» **Exercise**: Copy the material below line by line, substituting "put a point" for every occurrence of "place a dot" and changing nothing else. Leave the pictures out of your copy.

Point annotations for photos:
◇ ◇ ◇ ◇

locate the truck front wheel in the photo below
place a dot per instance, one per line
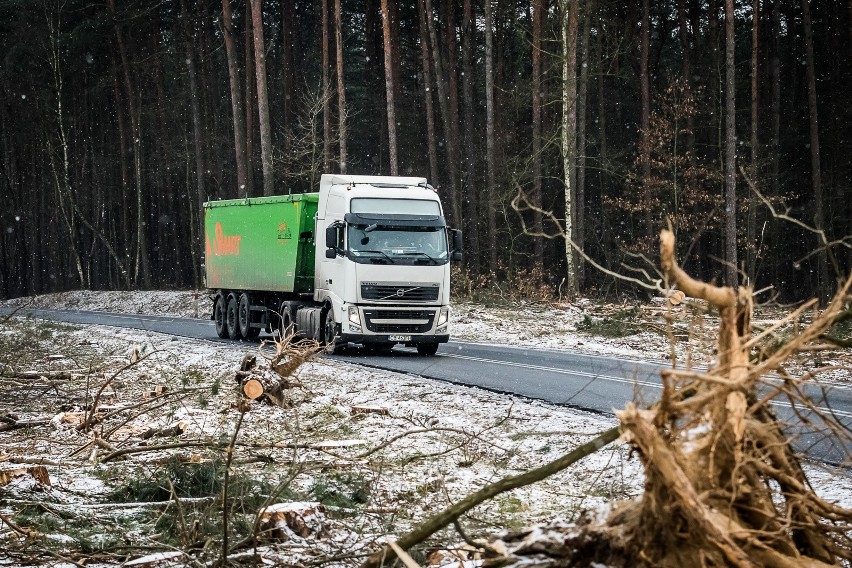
(427, 348)
(231, 317)
(219, 316)
(329, 334)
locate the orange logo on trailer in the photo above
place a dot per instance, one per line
(223, 245)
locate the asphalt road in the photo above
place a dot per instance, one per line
(594, 383)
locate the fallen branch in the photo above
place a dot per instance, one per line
(450, 514)
(143, 449)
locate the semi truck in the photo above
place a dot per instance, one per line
(366, 260)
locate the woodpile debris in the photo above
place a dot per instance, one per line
(723, 485)
(286, 521)
(37, 472)
(271, 382)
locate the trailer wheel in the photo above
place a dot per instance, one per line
(286, 320)
(231, 316)
(244, 317)
(219, 316)
(427, 349)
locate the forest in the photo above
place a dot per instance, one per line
(562, 135)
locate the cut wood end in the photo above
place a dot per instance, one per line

◇ ◇ ◇ ◇

» **Answer to this problem**:
locate the truck front wheel in the photo below
put a point per instance, one per line
(427, 348)
(231, 317)
(219, 316)
(329, 334)
locate the orange logo on trailer in the photo above
put a point per instance, one per line
(223, 245)
locate the asphalt road in the photo above
put a point per instance, one per line
(594, 383)
locate the fallen branch in the photo above
put a point per instance, one per line
(450, 514)
(143, 449)
locate the semi truck in the photo above
put a point per instance, one per line
(366, 260)
locate the woodpile debris in the photo above
put a point per instance, one per line
(723, 485)
(286, 521)
(37, 472)
(271, 382)
locate the trailer wheel in the photo above
put a point per instance, one per line
(286, 320)
(231, 316)
(244, 317)
(219, 316)
(427, 349)
locate the forest in the photo above
put a point per instance, one per line
(562, 135)
locate the cut wood end in the photo above
put a point per instance, one per line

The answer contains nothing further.